Excerpt provided ▸
* BEGIN *

# Board under aquarium



## daking (Mar 6, 2008)

Im setting up a 75g tank as i purchased a stand. Its a solid top stand. Was curious as to what people mean when they say to put a piece of fiber board or plywood between the stand and tank? The tank sits perfectly on the stand and both tank and stand are level. Is it to take pressure off the bottom glass? Does the board go inside the black trim so the whole bottom glass rests on it? Im in an apartment so i want things dont closer to correct than winging it and creating a flood 3 floors below.
Thanks in advance


----------



## infolific (Apr 10, 2016)

The tanks with the plastic trim don't need an additional board. The board that people suggest is for rimless tanks where the bottom sheet of glass sits directly on the stand. The board in this case is meant to provide some additional protection from small surface imperfections resulting in pressure that can lead to a leak or broken seam. This board, when used, is meant to be something firm, but soft and not a plywood board.

* END *

Entries from a dataset
* BEGIN *

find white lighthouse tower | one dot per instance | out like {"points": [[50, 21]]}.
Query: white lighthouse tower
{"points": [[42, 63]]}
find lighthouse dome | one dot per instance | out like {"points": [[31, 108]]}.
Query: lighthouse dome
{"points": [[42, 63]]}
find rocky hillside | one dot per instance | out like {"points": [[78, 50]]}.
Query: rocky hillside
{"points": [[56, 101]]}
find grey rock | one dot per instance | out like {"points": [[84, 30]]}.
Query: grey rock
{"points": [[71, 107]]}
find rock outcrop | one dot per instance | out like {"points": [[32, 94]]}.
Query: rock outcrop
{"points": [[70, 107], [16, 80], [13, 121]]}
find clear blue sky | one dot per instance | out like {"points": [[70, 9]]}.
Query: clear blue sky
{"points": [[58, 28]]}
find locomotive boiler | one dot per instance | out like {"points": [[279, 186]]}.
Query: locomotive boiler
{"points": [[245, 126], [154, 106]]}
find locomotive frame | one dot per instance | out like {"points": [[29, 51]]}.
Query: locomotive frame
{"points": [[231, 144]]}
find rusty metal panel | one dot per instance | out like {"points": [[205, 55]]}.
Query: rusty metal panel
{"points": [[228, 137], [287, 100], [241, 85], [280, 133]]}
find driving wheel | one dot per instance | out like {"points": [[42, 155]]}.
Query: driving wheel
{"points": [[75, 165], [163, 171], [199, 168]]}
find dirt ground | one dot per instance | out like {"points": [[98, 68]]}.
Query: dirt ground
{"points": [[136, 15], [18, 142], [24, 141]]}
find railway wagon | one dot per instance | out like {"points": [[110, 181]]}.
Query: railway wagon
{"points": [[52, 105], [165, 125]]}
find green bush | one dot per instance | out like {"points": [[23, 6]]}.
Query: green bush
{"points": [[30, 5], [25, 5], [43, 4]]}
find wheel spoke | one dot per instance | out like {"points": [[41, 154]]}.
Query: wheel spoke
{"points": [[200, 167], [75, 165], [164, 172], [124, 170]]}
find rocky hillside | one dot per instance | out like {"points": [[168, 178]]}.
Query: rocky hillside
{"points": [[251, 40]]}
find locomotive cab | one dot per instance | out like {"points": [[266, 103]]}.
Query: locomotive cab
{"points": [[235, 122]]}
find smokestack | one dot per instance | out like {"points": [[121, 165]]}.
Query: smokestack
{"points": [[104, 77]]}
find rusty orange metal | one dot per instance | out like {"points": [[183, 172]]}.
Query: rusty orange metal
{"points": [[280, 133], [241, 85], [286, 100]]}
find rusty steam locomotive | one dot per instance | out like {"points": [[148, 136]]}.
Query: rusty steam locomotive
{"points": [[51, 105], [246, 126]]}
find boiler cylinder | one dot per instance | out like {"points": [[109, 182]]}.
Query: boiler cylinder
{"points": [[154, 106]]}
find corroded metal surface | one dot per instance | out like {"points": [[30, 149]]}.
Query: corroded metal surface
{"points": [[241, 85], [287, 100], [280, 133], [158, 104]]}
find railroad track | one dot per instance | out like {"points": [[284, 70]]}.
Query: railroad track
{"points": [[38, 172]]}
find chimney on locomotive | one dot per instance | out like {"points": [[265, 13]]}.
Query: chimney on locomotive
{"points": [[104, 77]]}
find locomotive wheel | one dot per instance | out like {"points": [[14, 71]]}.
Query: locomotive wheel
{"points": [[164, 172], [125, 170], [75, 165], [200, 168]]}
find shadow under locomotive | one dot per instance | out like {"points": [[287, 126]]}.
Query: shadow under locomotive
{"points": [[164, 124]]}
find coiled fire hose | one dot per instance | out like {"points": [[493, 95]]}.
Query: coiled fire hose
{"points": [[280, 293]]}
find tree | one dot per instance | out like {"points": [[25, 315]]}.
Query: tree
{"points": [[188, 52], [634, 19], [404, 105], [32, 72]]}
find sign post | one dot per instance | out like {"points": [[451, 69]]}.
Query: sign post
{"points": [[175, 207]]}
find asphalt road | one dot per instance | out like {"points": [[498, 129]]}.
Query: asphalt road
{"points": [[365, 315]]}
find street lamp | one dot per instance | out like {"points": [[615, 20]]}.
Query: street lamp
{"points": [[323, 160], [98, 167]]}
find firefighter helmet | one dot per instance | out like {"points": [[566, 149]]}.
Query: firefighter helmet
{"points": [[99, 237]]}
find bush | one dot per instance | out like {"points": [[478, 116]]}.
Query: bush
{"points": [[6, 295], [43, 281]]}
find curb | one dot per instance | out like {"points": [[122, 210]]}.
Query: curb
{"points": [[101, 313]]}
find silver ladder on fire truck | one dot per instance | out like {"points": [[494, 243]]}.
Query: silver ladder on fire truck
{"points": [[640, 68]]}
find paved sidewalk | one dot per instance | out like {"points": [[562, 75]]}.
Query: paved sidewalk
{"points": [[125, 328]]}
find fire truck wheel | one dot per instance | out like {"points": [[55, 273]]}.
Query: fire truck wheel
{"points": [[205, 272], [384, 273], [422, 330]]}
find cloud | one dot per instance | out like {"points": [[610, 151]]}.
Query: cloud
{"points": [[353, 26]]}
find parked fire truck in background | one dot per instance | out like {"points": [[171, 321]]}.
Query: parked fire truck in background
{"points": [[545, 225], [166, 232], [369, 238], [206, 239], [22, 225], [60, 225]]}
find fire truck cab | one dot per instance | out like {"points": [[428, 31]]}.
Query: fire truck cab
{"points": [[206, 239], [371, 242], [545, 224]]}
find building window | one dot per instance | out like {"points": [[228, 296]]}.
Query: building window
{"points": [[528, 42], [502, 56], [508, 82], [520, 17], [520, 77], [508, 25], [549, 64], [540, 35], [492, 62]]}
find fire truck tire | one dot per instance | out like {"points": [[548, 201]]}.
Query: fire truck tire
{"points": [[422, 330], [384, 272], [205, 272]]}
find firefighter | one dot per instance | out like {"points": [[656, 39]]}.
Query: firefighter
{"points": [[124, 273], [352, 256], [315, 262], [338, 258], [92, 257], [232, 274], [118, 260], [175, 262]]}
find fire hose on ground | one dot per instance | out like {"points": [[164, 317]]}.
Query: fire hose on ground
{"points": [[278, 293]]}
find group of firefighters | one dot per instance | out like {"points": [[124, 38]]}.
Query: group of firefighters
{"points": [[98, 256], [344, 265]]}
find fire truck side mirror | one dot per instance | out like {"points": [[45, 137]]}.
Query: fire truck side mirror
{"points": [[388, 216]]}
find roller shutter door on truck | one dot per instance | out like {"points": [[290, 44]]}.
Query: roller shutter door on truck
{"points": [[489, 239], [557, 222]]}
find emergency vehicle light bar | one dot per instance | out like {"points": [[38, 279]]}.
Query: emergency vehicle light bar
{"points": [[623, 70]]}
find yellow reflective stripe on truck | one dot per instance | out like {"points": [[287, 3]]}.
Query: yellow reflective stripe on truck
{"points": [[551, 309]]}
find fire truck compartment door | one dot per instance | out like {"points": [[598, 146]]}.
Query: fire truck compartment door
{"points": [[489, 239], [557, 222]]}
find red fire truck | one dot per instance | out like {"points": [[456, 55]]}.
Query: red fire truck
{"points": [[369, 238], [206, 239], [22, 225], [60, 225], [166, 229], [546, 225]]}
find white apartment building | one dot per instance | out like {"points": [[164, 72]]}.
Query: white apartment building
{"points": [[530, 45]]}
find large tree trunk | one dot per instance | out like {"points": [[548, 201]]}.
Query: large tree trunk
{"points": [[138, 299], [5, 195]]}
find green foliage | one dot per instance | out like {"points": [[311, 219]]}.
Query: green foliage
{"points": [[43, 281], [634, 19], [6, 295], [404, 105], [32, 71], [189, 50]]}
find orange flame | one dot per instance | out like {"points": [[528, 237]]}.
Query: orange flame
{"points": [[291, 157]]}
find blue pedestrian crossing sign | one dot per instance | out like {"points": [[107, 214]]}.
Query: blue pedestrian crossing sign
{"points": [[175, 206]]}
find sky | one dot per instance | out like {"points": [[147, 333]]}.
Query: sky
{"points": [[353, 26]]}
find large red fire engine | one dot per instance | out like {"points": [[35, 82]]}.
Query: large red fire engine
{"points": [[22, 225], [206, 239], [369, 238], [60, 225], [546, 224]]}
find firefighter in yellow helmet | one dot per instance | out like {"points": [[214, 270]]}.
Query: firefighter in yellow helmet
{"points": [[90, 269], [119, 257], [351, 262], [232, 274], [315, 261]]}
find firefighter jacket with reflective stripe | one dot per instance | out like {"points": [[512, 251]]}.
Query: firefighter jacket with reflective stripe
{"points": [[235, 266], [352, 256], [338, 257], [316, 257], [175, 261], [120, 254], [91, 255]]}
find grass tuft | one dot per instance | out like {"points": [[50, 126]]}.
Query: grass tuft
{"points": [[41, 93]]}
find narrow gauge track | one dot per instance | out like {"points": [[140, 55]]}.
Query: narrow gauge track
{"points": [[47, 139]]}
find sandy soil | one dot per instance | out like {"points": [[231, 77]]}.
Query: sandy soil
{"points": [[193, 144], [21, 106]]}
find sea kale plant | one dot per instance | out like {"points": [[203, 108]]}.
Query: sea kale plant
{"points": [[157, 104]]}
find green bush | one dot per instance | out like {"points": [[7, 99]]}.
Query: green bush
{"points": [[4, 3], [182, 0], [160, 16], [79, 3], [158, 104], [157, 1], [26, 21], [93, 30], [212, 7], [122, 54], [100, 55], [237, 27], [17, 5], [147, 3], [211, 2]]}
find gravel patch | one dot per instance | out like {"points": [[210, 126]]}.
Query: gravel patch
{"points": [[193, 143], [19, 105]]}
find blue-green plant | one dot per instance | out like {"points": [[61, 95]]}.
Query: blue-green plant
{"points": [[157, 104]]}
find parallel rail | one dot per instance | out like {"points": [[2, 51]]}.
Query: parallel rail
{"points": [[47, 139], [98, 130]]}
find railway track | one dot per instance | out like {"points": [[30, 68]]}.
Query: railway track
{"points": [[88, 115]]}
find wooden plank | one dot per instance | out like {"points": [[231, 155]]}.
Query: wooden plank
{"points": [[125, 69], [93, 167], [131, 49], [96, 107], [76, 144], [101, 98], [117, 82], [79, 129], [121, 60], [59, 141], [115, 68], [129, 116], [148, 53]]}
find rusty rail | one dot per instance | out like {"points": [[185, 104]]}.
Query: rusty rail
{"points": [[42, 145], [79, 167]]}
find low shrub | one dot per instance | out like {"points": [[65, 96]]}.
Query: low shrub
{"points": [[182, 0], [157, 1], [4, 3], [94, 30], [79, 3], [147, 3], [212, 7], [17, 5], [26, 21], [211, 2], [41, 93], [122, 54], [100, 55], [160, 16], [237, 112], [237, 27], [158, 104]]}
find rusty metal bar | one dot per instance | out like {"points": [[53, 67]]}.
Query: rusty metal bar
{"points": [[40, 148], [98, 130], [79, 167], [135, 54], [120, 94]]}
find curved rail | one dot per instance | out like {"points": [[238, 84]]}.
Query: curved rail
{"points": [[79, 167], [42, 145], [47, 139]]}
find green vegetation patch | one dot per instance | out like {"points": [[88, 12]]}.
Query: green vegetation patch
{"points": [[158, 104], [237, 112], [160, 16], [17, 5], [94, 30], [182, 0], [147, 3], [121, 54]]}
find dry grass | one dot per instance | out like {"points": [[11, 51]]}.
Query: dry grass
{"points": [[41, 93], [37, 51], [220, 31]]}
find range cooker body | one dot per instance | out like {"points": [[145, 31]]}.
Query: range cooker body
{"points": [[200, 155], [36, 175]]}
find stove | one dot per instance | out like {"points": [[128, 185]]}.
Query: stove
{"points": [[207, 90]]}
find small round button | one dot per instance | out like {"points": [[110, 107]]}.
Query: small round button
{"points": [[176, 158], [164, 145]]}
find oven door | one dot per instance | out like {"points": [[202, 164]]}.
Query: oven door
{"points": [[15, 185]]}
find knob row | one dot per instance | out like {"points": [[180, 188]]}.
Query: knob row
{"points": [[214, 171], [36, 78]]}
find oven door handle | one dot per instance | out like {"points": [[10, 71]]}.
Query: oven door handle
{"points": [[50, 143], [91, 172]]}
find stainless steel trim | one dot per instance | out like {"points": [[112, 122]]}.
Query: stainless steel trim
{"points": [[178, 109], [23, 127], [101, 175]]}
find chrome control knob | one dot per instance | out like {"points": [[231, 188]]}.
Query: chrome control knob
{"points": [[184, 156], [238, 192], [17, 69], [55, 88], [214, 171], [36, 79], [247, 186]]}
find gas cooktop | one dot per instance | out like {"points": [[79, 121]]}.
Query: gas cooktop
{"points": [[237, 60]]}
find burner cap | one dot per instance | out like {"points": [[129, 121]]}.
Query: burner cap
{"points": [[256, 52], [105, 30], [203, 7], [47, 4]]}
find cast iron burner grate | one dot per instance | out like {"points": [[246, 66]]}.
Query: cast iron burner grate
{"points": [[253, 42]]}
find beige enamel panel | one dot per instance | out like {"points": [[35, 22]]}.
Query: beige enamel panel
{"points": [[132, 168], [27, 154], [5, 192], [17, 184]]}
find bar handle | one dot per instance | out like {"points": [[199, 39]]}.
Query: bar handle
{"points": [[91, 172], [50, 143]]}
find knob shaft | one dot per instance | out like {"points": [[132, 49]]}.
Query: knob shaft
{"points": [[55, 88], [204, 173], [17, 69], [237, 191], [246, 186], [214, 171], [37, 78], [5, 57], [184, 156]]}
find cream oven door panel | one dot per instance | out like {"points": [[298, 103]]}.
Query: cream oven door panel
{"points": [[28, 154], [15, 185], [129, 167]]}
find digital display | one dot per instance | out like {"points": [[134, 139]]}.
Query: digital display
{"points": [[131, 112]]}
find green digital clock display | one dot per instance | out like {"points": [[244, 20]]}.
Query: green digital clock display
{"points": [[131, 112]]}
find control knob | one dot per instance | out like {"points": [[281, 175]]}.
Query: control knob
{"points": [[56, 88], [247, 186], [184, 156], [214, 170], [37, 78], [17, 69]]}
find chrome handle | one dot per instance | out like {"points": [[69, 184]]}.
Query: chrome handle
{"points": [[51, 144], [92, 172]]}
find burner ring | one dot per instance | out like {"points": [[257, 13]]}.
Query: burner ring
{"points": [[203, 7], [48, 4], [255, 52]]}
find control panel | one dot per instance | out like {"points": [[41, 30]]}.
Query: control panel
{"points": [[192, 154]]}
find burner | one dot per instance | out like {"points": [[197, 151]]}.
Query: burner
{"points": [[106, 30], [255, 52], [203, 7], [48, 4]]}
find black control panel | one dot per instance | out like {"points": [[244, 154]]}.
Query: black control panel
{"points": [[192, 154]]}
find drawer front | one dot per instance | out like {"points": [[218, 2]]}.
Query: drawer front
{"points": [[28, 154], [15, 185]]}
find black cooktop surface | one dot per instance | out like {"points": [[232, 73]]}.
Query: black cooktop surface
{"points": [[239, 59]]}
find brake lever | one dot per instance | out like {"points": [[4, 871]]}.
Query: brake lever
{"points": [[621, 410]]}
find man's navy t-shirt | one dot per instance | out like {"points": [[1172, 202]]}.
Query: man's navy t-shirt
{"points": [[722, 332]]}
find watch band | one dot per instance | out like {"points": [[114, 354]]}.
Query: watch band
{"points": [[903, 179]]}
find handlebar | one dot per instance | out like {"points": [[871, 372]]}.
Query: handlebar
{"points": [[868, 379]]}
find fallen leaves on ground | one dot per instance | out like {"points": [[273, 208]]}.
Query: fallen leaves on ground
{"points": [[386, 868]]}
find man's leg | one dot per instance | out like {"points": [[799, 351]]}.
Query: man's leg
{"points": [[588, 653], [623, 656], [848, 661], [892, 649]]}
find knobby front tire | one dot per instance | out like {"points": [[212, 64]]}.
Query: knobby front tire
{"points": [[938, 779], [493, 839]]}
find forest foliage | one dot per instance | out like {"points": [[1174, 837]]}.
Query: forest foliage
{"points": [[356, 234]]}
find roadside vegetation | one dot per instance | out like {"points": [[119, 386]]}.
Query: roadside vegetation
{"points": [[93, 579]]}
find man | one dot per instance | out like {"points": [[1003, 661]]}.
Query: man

* END *

Problems to work on ▸
- a) In the aquarium stand thread, what kind of tank is the board under the aquarium meant for?
- b) Pick up the aquarium stand thread after its final post and keep it going.

Results ▸
- a) Rimless tanks, where the bottom sheet of glass sits directly on the stand.

- b)
----------



## daking (Mar 6, 2008)

infolific said:


> The tanks with the plastic trim don't need an additional board. The board that people suggest is for rimless tanks where the bottom sheet of glass sits directly on the stand. The board in this case is meant to provide some additional protection from small surface imperfections resulting in pressure that can lead to a leak or broken seam. This board, when used, is meant to be something firm, but soft and not a plywood board.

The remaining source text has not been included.